Find every line in the items below that contains the word "Query" and copy each of those lines.
** Begin RECORDS SUPPLIED **
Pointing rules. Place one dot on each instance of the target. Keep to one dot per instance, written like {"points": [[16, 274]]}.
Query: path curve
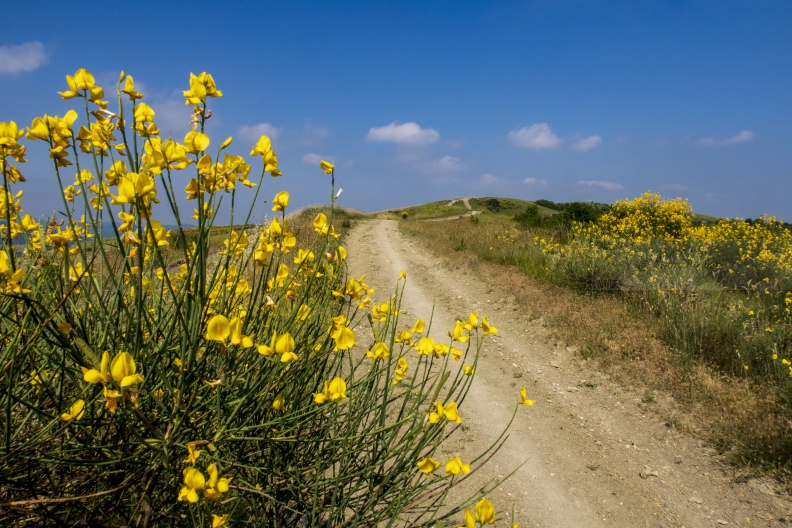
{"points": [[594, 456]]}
** End RECORDS SUPPLIED **
** Begin RECORDS SUPPLIED **
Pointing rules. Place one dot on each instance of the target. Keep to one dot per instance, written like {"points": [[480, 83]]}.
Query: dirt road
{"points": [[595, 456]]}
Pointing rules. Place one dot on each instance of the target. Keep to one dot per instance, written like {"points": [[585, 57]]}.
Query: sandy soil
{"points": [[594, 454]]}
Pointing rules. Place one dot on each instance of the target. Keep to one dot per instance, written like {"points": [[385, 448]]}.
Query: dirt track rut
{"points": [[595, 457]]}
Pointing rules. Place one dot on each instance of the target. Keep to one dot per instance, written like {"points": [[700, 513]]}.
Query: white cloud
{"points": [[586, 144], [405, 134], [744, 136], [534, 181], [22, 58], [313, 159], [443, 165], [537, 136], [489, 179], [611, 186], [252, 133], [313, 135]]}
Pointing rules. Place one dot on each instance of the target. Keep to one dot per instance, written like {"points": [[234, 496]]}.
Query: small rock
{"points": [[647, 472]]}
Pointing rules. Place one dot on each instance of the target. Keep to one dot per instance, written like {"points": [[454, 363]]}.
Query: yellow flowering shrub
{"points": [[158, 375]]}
** End RECORDS SUPPLIED **
** Begin RECORDS SUPPLIED **
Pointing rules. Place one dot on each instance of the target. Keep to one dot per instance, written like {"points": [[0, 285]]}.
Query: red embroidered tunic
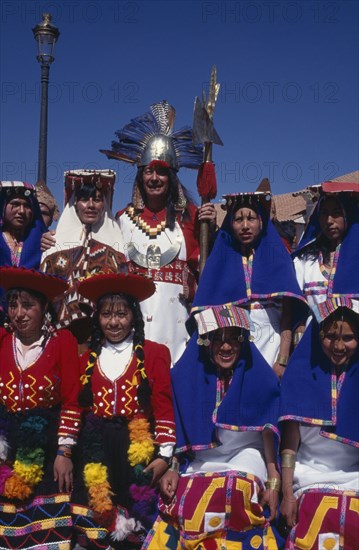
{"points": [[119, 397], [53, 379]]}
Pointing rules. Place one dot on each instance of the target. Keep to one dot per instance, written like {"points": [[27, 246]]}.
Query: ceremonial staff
** End RECORDS SUPPLIED **
» COMPLETED EXERCISE:
Query: path curve
Query: dirt road
Query: sandy soil
Query: dirt track rut
Query: white cloud
Query: small rock
Query: yellow flowering shrub
Query: red embroidered tunic
Query: ceremonial staff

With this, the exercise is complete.